What to work on:
Word for word, please copy the line containing "Every grass lawn, boxed." and all lines after it in the entries below, and only those, leaving every picture out.

• • • • •

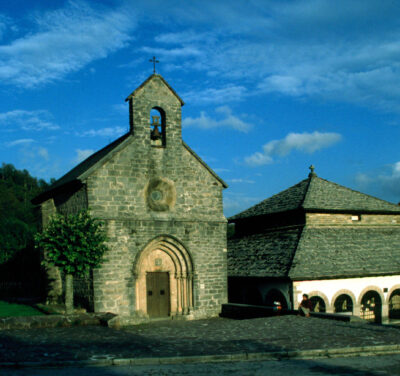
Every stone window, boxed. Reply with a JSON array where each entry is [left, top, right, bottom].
[[150, 107, 166, 147]]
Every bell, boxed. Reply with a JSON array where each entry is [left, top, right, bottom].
[[150, 115, 162, 140], [151, 124, 161, 140]]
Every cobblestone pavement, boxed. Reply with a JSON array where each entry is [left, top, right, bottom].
[[4, 355, 400, 376], [0, 316, 399, 364]]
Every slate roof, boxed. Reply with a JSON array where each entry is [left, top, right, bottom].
[[289, 227, 400, 280], [230, 173, 400, 220], [228, 225, 400, 279], [228, 170, 400, 280], [227, 227, 302, 278]]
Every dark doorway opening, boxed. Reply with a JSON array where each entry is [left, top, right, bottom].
[[334, 294, 353, 314], [360, 291, 382, 323], [389, 289, 400, 320], [310, 296, 326, 312]]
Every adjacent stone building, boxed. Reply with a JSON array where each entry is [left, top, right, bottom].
[[34, 74, 228, 321], [228, 167, 400, 323]]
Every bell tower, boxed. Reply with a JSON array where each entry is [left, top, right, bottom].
[[125, 74, 184, 151]]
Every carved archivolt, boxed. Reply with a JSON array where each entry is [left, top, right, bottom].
[[134, 236, 194, 316]]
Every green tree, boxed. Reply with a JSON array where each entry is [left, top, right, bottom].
[[35, 210, 108, 314], [0, 163, 50, 264]]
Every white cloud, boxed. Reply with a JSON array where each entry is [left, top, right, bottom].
[[264, 132, 342, 156], [0, 110, 59, 131], [148, 1, 400, 112], [16, 144, 59, 180], [228, 178, 255, 184], [244, 152, 274, 167], [141, 46, 202, 58], [18, 145, 50, 165], [75, 149, 94, 163], [183, 85, 248, 104], [259, 75, 303, 95], [356, 161, 400, 201], [6, 138, 36, 147], [77, 126, 126, 138], [0, 1, 135, 87], [223, 193, 261, 217], [0, 15, 9, 41], [394, 161, 400, 176], [112, 103, 128, 114], [183, 106, 252, 132], [155, 31, 215, 45], [37, 147, 49, 161], [214, 167, 230, 173], [245, 131, 342, 166]]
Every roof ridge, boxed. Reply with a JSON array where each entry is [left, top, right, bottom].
[[125, 74, 184, 105], [182, 141, 228, 188], [305, 175, 400, 211], [286, 224, 306, 277], [299, 175, 313, 209], [55, 133, 131, 187], [32, 133, 131, 204], [317, 176, 400, 208], [229, 177, 310, 220]]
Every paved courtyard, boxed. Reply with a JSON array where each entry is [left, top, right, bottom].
[[4, 355, 400, 376], [0, 315, 400, 365]]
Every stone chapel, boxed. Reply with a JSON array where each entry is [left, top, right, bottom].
[[33, 74, 228, 322]]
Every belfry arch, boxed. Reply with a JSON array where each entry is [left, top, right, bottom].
[[134, 236, 194, 317]]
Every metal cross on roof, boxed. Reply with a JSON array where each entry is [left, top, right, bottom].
[[309, 164, 317, 177], [149, 56, 159, 74]]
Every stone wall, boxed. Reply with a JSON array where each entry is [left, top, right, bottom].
[[92, 219, 227, 317], [54, 186, 88, 216], [40, 198, 56, 228], [86, 131, 227, 317], [306, 213, 400, 226], [89, 76, 226, 318]]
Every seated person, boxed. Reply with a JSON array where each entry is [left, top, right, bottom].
[[298, 294, 313, 317]]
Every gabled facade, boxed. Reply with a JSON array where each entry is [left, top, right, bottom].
[[228, 167, 400, 323], [34, 74, 228, 321]]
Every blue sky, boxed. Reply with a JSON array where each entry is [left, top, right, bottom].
[[1, 0, 400, 217]]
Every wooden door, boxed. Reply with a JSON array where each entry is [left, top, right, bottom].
[[146, 272, 170, 317]]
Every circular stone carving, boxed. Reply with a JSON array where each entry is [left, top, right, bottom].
[[151, 190, 163, 201], [145, 177, 176, 212]]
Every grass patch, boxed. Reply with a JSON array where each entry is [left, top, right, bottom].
[[0, 300, 45, 317]]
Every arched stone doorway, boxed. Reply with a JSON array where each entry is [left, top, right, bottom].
[[134, 236, 194, 318], [360, 290, 382, 323]]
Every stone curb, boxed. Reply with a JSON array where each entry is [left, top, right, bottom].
[[1, 345, 400, 369]]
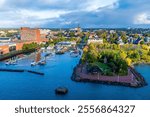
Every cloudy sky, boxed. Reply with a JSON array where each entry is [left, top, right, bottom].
[[0, 0, 150, 28]]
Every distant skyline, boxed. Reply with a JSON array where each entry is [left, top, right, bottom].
[[0, 0, 150, 28]]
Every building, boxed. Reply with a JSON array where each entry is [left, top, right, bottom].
[[87, 39, 103, 44], [0, 42, 16, 55], [8, 30, 18, 33], [20, 27, 41, 42], [0, 27, 48, 55], [0, 31, 6, 37], [0, 37, 11, 42], [70, 25, 82, 35], [144, 37, 150, 43]]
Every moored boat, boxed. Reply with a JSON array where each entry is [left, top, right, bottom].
[[38, 59, 46, 65], [70, 50, 79, 57], [5, 60, 17, 65], [31, 61, 37, 66]]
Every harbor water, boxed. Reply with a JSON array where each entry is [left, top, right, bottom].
[[0, 52, 150, 100]]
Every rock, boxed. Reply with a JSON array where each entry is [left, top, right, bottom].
[[55, 87, 68, 95]]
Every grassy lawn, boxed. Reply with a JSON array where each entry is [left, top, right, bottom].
[[91, 62, 112, 74]]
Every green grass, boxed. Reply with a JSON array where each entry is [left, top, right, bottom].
[[91, 62, 112, 73]]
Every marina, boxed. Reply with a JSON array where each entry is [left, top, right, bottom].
[[0, 51, 149, 100]]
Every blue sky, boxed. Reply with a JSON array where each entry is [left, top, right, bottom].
[[0, 0, 150, 28]]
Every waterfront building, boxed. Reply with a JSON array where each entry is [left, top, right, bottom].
[[0, 42, 16, 55], [20, 27, 41, 42], [0, 27, 48, 55]]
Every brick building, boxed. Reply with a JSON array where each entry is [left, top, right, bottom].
[[0, 27, 48, 55], [20, 27, 41, 42]]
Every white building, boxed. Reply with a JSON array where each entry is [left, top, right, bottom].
[[0, 37, 11, 42], [40, 29, 51, 35], [87, 38, 103, 44]]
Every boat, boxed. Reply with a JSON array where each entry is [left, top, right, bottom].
[[38, 59, 46, 65], [5, 61, 11, 65], [5, 60, 17, 65], [70, 50, 79, 57], [11, 61, 17, 65], [44, 53, 51, 57], [56, 51, 64, 55], [31, 61, 37, 66]]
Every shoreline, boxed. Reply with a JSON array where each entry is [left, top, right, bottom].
[[0, 49, 36, 61], [71, 64, 147, 88]]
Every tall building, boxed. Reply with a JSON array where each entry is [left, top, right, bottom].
[[20, 27, 41, 42]]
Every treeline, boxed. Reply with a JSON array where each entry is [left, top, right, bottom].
[[81, 43, 150, 76], [22, 42, 39, 51]]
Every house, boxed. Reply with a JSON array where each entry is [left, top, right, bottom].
[[133, 38, 142, 44], [55, 41, 76, 49], [117, 37, 124, 45], [144, 37, 150, 43], [0, 31, 6, 37], [87, 38, 103, 44]]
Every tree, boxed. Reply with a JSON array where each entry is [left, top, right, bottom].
[[121, 32, 127, 43], [125, 58, 132, 66], [120, 51, 127, 60]]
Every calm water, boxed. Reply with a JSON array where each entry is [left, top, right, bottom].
[[0, 53, 150, 100]]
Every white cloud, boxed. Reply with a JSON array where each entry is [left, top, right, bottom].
[[19, 9, 70, 19], [0, 0, 5, 6], [134, 13, 150, 24], [61, 21, 72, 25], [0, 20, 44, 28], [82, 0, 118, 11], [38, 0, 71, 5], [0, 0, 150, 28], [0, 9, 70, 27]]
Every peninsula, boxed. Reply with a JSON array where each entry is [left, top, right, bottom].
[[72, 43, 149, 88]]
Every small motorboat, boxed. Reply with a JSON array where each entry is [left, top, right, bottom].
[[31, 61, 37, 66], [38, 59, 46, 65], [5, 61, 11, 65], [11, 61, 17, 65], [5, 60, 17, 65]]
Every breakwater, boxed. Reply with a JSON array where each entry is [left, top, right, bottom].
[[71, 64, 147, 88], [129, 66, 147, 87], [0, 68, 44, 75]]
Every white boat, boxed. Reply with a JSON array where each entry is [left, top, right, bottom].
[[31, 61, 37, 66], [38, 59, 46, 65], [5, 60, 17, 65], [5, 61, 11, 65], [11, 61, 17, 65], [70, 50, 79, 57]]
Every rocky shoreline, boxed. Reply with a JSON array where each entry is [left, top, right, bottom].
[[71, 64, 147, 88]]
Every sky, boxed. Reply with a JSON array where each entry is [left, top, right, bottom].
[[0, 0, 150, 28]]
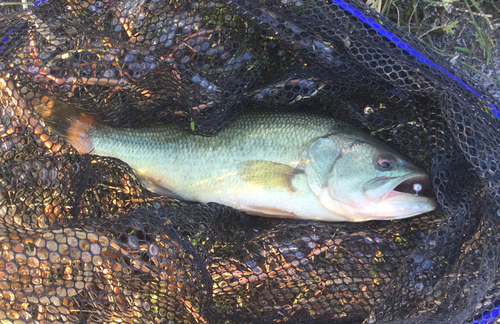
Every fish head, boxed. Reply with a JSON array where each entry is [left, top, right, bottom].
[[305, 133, 437, 221]]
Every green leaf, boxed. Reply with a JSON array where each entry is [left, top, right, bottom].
[[429, 26, 442, 32], [444, 21, 459, 34], [454, 46, 473, 54]]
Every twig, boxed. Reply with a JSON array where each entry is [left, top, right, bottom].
[[381, 0, 394, 16], [22, 0, 31, 10], [408, 0, 420, 34], [393, 1, 400, 26], [417, 23, 439, 39], [492, 0, 500, 14], [452, 8, 492, 19], [453, 8, 494, 30], [0, 2, 32, 5]]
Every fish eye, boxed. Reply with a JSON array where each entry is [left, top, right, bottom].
[[376, 155, 395, 170]]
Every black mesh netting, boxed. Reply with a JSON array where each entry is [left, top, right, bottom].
[[0, 0, 499, 323]]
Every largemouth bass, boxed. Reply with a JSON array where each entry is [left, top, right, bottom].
[[45, 106, 437, 222]]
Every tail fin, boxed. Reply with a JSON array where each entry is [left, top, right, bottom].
[[36, 99, 95, 154]]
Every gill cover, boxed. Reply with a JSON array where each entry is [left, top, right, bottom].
[[302, 136, 340, 197], [301, 135, 356, 219]]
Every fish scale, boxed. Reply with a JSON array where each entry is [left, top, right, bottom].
[[90, 111, 335, 192]]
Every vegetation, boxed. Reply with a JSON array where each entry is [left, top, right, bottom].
[[363, 0, 500, 88]]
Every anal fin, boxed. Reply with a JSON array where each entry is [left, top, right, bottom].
[[136, 173, 184, 199], [241, 205, 299, 218]]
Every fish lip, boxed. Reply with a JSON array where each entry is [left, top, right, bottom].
[[359, 173, 437, 220], [381, 173, 433, 200]]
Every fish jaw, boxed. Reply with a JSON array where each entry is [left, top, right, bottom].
[[359, 173, 437, 220], [314, 173, 437, 222], [316, 188, 436, 222], [353, 194, 437, 220]]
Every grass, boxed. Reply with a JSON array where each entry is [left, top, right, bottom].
[[0, 2, 31, 5], [0, 0, 31, 14], [362, 0, 500, 89]]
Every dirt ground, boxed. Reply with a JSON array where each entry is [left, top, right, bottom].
[[362, 0, 500, 103]]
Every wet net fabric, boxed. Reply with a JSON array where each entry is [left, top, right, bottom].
[[0, 0, 499, 323]]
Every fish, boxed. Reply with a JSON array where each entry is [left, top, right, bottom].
[[43, 103, 437, 222]]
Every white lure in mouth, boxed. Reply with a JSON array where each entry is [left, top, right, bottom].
[[355, 174, 437, 220], [385, 175, 433, 200]]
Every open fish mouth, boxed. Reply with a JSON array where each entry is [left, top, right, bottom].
[[382, 174, 433, 202], [385, 175, 433, 199], [364, 173, 434, 202], [359, 173, 437, 220]]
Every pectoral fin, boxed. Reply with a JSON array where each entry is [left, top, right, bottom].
[[237, 160, 304, 192]]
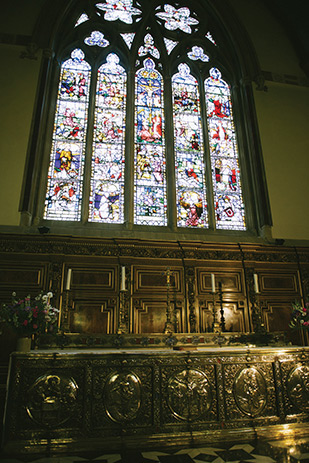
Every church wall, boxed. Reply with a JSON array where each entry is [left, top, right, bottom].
[[0, 44, 41, 226], [253, 82, 309, 240]]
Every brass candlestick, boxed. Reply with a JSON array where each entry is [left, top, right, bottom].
[[117, 266, 129, 334], [163, 268, 175, 334]]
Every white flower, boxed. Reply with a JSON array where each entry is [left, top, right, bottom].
[[47, 292, 53, 298], [42, 295, 48, 301], [12, 292, 16, 297]]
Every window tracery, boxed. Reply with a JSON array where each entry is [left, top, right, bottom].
[[40, 0, 259, 234]]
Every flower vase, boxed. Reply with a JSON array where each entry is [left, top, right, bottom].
[[16, 336, 32, 352]]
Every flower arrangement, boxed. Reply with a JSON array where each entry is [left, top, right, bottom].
[[0, 291, 60, 336], [289, 301, 309, 330]]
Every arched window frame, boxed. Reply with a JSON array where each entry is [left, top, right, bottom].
[[21, 0, 272, 240]]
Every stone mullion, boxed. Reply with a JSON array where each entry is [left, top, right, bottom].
[[164, 74, 177, 230], [125, 69, 135, 228]]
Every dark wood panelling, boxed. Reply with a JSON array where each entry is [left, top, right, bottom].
[[69, 300, 115, 334], [0, 264, 47, 291], [199, 301, 246, 333], [134, 267, 181, 294], [72, 268, 115, 289], [133, 299, 184, 333], [198, 270, 243, 294], [261, 273, 297, 292]]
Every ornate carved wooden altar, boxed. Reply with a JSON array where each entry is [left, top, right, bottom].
[[3, 347, 309, 455]]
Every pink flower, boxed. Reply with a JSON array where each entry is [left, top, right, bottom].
[[303, 321, 309, 326], [33, 324, 38, 330], [22, 320, 28, 326], [303, 308, 307, 312]]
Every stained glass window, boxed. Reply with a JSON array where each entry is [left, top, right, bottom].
[[138, 34, 160, 59], [75, 13, 89, 27], [187, 46, 209, 62], [96, 0, 141, 23], [134, 59, 167, 225], [206, 31, 217, 45], [172, 64, 208, 228], [43, 1, 250, 233], [84, 31, 109, 47], [156, 5, 198, 33], [163, 38, 178, 54], [121, 33, 135, 49], [44, 49, 91, 221], [89, 54, 126, 223], [205, 68, 246, 230]]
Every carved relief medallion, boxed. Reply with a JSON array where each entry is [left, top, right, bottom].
[[167, 369, 212, 421], [287, 365, 309, 412], [234, 367, 267, 416], [104, 372, 141, 422], [26, 374, 78, 427]]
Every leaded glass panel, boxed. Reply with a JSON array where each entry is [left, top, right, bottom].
[[44, 49, 91, 221], [172, 63, 208, 228], [89, 54, 126, 223], [96, 0, 141, 23], [138, 34, 160, 59], [121, 33, 135, 49], [187, 46, 209, 62], [134, 58, 167, 225], [206, 31, 216, 45], [205, 68, 246, 230], [156, 5, 198, 33], [163, 38, 178, 54], [84, 31, 109, 47], [75, 13, 89, 27]]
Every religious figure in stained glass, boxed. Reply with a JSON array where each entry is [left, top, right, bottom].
[[205, 68, 246, 230], [134, 58, 167, 226], [44, 49, 91, 221], [43, 1, 249, 233], [89, 53, 126, 223], [172, 63, 208, 228]]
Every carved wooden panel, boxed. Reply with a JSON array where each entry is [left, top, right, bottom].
[[133, 299, 184, 333], [133, 267, 182, 294], [199, 301, 246, 332], [70, 267, 115, 290], [0, 264, 48, 292], [262, 301, 302, 344], [263, 302, 294, 332], [197, 269, 243, 294], [69, 300, 115, 334], [261, 272, 298, 293]]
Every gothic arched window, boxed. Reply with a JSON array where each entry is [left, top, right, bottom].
[[26, 0, 272, 238]]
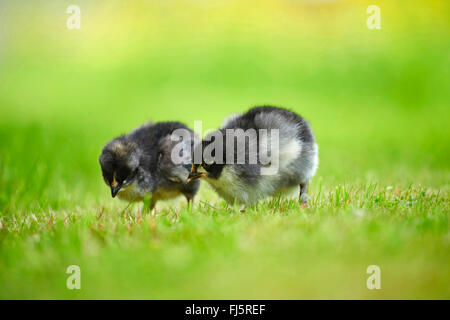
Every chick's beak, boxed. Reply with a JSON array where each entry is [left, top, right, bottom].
[[187, 165, 206, 183], [111, 185, 121, 198], [110, 177, 121, 198]]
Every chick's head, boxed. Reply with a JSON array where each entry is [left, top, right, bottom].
[[99, 137, 141, 197]]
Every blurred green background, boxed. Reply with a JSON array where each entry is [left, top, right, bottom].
[[0, 0, 449, 299]]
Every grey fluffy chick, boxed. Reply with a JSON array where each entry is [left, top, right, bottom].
[[188, 106, 318, 207], [99, 121, 200, 210]]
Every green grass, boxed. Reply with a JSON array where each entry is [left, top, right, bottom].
[[0, 185, 448, 299], [0, 0, 449, 299]]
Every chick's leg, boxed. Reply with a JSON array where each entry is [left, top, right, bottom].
[[184, 194, 194, 210], [150, 198, 156, 211], [299, 182, 309, 209], [143, 196, 157, 213]]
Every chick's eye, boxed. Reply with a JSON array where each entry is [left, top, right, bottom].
[[125, 169, 138, 182]]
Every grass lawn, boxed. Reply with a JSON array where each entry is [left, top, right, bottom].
[[0, 1, 449, 299]]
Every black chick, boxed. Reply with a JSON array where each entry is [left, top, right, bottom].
[[99, 121, 200, 210], [188, 106, 318, 207]]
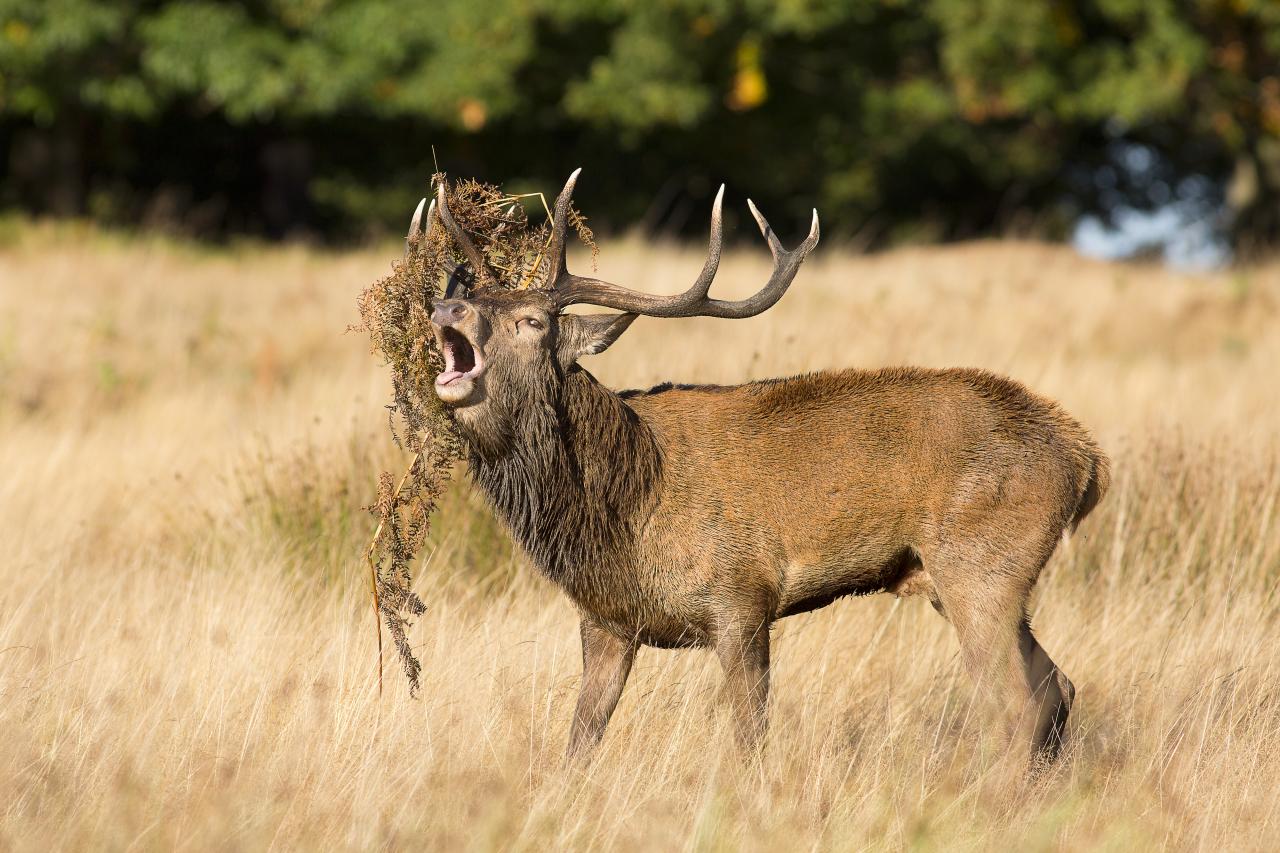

• • • • •

Exercise result:
Every grass lawn, boxed. Reply with a JSON array where each entry is [left, top, right, bottom].
[[0, 1, 449, 299]]
Every black chick, boxed. Reply with a JSON array where each entry is [left, top, right, bottom].
[[99, 121, 200, 210], [188, 106, 318, 207]]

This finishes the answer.